━━━ SELECTED EXCERPT

Beyond Shared Hierarchies: Deep Multitask Learning through Soft Layer Ordering

Authors: Elliot Meyerson, Risto Miikkulainen

ICLR 2018 | Conference PDF | Archive PDF | Plain Text | LLM Run Details

Reproducibility Variable Result LLM Response
Research Type Experimental In a suite of experiments, soft ordering is shown to improve performance over single-task learning as well as over fixed order deep MTL methods. These experiments evaluate soft ordering against fixed ordering MTL and single-task learning. The first experiment applies them to intuitively related MNIST tasks, the second to superficially unrelated UCI tasks, the third to the real-world problem of Omniglot character recognition, and the fourth to large-scale facial attribute recognition.
Researcher Affiliation Collaboration Elliot Meyerson & Risto Miikkulainen The University of Texas at Austin and Sentient Technologies, Inc. {ekm, risto}@cs.utexas.edu
Pseudocode No The paper does not contain any pseudocode or clearly labeled algorithm blocks.
Open Source Code No The paper mentions using Keras and TensorFlow frameworks but does not provide a link or explicit statement about releasing its own source code for the methodology described.
Open Datasets Yes The Omniglot dataset (Lake et al., 2015), MNIST hand-written digit dataset, UCI classification data sets (Lichman, 2013), and Celeb A dataset (Liu et al., 2015b) are all well-known public datasets and are cited appropriately.
Dataset Splits Yes For UCI, "training and validation data were created by a random 80-20 split." For Omniglot, "Train/test splits are created in the same way as previous work (Yang and Hospedales, 2017), using 10% or 20% of data for testing." For Celeb A, "The training, validation, and test splits provided by Liu et al. (2015b) were used. There are 160K images for training, 20K for validation, and 20K for testing."

━━━━━━
━━━ RAW DATA

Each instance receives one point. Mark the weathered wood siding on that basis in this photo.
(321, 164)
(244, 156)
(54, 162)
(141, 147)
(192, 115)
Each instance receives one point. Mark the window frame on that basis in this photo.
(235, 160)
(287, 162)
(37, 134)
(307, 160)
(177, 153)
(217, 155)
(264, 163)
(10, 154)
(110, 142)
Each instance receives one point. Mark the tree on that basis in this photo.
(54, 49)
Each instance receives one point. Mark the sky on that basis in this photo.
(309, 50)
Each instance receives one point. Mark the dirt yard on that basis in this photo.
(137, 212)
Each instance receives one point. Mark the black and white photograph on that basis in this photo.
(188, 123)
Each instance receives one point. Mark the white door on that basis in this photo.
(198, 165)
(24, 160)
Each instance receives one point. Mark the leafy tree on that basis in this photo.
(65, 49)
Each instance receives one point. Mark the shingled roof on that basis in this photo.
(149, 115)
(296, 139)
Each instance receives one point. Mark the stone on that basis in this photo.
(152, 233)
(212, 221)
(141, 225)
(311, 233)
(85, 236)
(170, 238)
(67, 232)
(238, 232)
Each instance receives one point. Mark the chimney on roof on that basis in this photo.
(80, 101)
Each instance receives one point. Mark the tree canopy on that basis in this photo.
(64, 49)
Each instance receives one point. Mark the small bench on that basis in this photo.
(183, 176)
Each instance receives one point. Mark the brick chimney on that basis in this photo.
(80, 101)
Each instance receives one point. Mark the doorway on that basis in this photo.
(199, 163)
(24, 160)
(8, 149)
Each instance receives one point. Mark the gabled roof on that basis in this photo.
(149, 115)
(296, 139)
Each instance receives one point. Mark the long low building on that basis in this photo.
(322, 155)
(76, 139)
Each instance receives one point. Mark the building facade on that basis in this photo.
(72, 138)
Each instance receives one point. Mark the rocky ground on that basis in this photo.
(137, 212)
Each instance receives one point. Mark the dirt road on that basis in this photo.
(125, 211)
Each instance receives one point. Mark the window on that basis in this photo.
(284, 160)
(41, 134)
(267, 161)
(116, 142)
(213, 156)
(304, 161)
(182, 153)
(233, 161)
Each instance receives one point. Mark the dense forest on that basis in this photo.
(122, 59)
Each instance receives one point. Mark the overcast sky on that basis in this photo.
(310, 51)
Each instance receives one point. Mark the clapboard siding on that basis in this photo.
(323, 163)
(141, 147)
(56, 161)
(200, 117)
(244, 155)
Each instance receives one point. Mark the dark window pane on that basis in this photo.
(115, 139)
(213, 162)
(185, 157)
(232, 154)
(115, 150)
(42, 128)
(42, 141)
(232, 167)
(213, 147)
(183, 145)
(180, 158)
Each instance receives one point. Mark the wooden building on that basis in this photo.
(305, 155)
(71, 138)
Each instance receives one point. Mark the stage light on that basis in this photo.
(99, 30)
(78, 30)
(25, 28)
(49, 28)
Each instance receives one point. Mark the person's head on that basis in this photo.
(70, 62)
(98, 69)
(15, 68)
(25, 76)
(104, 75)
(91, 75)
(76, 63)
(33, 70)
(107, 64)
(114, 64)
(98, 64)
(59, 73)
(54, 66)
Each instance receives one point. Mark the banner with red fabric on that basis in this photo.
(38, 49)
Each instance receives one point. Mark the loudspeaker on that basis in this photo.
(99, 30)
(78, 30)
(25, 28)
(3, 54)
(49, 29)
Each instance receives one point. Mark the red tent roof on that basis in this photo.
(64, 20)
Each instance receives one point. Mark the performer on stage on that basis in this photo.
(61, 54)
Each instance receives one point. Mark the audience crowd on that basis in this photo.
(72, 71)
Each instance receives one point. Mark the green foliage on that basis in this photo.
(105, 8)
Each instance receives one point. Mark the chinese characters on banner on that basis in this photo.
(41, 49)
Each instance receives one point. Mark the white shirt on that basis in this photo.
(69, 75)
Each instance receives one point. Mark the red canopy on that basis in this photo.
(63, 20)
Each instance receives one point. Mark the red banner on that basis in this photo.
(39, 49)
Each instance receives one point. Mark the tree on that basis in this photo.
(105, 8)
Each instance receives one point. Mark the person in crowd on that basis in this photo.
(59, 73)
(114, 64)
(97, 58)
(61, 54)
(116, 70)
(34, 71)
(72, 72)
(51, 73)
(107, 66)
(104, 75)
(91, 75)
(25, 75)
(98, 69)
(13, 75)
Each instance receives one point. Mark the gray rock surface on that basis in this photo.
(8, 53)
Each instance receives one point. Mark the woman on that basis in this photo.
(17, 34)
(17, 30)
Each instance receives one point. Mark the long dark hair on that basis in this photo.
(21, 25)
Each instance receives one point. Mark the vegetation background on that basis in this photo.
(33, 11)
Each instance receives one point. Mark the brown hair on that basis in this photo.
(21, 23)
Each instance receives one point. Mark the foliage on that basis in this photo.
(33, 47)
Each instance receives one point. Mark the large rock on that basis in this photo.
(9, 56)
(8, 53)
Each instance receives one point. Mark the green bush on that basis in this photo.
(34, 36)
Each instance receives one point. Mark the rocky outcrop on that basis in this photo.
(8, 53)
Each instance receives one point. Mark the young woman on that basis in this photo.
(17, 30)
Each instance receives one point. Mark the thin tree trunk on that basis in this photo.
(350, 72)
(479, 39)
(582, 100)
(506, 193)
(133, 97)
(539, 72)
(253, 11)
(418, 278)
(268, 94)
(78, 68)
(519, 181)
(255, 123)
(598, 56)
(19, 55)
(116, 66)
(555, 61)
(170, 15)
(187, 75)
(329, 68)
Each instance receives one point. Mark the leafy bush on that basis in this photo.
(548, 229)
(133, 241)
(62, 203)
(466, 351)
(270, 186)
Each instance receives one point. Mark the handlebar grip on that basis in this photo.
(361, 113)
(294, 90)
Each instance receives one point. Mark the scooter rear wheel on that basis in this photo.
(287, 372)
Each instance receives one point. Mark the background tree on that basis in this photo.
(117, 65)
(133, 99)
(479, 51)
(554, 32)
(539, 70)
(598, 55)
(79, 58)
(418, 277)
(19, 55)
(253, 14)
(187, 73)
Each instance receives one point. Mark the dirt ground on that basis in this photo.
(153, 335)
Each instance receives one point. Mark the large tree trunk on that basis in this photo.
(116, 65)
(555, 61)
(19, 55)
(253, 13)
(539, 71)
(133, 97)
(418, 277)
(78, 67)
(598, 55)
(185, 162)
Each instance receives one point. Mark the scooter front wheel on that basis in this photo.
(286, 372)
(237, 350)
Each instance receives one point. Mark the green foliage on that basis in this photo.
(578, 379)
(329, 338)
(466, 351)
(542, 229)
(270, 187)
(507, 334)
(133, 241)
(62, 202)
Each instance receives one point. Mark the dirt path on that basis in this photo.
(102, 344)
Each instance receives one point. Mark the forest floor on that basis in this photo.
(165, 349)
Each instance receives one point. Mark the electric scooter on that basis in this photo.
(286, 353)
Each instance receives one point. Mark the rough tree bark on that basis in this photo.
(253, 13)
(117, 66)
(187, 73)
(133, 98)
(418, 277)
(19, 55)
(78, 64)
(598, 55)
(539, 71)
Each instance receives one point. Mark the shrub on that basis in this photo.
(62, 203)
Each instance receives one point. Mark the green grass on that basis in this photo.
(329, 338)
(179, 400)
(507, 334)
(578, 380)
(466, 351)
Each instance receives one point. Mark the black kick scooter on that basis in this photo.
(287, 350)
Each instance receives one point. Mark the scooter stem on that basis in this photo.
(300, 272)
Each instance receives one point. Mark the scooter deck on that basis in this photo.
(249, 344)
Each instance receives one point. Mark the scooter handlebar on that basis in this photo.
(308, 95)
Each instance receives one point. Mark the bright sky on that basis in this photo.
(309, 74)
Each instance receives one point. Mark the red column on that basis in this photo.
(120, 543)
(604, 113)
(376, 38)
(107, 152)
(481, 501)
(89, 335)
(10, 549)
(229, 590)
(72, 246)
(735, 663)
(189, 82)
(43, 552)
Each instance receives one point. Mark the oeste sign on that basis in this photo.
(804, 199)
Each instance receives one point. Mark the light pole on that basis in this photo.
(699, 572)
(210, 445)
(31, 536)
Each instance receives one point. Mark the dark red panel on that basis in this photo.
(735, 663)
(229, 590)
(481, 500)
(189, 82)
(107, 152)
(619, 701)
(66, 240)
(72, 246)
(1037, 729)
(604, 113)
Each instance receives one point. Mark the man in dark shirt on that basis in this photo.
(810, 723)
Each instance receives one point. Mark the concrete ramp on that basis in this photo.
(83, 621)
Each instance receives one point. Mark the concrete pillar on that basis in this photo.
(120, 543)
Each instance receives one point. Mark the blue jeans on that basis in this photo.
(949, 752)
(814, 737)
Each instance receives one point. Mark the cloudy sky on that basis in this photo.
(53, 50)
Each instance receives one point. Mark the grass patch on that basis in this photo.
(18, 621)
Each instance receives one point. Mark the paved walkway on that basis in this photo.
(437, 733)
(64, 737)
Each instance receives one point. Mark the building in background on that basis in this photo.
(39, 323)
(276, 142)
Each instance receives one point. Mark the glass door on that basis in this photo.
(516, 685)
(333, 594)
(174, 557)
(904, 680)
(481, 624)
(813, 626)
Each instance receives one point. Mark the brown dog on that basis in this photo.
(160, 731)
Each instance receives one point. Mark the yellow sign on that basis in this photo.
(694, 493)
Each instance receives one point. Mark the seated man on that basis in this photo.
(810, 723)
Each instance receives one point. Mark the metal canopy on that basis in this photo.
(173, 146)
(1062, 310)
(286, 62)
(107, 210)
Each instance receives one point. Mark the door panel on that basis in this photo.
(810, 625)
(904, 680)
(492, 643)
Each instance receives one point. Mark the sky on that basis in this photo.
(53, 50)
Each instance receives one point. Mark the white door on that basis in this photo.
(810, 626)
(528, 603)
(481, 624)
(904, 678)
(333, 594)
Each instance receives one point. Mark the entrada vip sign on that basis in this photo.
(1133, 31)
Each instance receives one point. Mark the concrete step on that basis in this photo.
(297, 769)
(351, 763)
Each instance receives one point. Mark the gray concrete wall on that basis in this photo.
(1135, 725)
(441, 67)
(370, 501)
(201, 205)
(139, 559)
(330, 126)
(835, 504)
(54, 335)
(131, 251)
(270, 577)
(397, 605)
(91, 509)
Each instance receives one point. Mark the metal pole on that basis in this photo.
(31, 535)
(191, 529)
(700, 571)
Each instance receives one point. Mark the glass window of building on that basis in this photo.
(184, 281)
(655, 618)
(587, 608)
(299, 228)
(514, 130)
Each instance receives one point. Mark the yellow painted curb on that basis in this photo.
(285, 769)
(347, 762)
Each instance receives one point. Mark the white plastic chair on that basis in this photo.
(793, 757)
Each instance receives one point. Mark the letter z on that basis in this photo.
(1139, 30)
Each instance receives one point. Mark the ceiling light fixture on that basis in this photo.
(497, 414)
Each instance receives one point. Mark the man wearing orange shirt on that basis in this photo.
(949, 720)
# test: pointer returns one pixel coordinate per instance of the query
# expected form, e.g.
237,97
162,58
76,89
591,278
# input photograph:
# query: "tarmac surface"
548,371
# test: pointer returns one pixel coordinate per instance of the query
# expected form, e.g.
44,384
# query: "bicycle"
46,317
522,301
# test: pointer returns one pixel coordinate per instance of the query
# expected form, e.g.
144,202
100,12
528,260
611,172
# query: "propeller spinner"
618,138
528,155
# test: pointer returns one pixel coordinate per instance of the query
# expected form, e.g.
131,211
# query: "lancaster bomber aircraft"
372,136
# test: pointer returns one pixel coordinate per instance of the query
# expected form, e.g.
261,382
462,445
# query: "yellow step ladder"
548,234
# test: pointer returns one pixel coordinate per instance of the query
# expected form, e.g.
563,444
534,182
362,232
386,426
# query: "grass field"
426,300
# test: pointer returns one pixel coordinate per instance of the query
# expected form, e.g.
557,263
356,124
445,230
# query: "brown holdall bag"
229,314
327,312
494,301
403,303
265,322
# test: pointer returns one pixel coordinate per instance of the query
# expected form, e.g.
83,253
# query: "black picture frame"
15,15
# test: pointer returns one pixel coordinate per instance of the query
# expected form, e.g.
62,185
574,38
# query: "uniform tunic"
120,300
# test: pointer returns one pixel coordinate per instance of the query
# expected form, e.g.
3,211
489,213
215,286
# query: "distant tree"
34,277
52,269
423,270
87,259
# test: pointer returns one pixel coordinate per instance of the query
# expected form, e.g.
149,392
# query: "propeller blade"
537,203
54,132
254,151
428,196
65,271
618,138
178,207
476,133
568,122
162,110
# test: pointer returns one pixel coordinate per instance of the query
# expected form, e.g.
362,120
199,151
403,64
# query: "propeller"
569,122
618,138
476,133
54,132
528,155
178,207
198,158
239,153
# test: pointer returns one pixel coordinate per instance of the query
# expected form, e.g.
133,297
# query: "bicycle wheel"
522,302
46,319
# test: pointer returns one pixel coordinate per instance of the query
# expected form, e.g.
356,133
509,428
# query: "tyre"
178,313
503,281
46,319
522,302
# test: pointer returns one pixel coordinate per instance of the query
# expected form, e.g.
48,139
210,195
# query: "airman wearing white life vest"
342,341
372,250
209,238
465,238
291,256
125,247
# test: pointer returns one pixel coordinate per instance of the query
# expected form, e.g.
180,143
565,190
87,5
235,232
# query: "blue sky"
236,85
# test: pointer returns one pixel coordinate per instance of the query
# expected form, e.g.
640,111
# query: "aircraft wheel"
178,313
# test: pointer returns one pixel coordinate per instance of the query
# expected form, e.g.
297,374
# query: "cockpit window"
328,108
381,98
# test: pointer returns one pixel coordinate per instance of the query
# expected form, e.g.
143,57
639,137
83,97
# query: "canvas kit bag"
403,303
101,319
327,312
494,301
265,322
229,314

━━━━━━

INSTRUCTIONS >>
1 > According to the reproducibility report, which two frameworks does the paper mention using?
2 > Decide whether each statement agrees with the reproducibility report, answering yes or no and quoting the words that settle it: (a) The paper contains pseudocode. (b) The UCI training and validation data came from a random 80-20 split. (c) The fourth experiment applies the methods to Omniglot character recognition.

ANSWERS BY ITEM NUMBER >>
1 > Keras and TensorFlow.

2 >
(a) No: "The paper does not contain any pseudocode or clearly labeled algorithm blocks."
(b) Yes: "training and validation data were created by a random 80-20 split."
(c) No: "the fourth to large-scale facial attribute recognition"